Position identification entries
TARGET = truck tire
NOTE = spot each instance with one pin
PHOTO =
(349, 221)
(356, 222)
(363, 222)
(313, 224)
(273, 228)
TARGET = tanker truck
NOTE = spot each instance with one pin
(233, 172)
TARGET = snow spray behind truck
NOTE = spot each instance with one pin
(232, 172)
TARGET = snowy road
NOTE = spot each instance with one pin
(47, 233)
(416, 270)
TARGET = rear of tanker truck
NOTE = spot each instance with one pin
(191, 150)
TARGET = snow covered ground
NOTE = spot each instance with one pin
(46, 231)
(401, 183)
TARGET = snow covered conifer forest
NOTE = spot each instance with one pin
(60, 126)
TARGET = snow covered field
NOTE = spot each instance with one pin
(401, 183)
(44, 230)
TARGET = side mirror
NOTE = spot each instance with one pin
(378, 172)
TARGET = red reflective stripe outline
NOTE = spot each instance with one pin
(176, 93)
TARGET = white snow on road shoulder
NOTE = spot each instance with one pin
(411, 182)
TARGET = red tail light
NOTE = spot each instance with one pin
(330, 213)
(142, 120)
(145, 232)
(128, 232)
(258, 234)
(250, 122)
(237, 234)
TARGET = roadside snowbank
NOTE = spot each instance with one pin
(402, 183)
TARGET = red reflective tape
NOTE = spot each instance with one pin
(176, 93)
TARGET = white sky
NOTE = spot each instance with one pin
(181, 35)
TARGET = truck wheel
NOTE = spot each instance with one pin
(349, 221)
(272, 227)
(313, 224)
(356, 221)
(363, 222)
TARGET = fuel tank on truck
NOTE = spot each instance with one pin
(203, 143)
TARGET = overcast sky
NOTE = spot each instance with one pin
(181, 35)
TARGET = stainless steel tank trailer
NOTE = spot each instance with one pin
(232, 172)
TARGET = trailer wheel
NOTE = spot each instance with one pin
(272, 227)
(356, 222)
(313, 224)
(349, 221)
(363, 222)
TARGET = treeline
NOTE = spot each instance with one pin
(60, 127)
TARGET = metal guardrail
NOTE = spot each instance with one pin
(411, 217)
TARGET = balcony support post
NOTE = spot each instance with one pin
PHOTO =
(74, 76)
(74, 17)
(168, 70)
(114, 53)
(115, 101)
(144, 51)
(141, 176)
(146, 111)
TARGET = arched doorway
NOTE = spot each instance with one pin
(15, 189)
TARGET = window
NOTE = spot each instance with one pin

WHAT IS NEEDED: Please write out the entries again from the line containing "TARGET = metal guardrail" through the end of the entries, swapping "pin" for "marker" and leaving everything else unchanged.

TASK ANSWER:
TARGET = metal guardrail
NOTE = spot each instance with one marker
(411, 217)
TARGET = balcony support post
NOTE = spot each instance with one marker
PHOTO =
(74, 76)
(74, 17)
(168, 70)
(114, 53)
(115, 101)
(144, 51)
(141, 176)
(146, 111)
TARGET = arched doorway
NOTE = spot each instance with one marker
(15, 189)
TARGET = window
NOTE = spot each instance with one marker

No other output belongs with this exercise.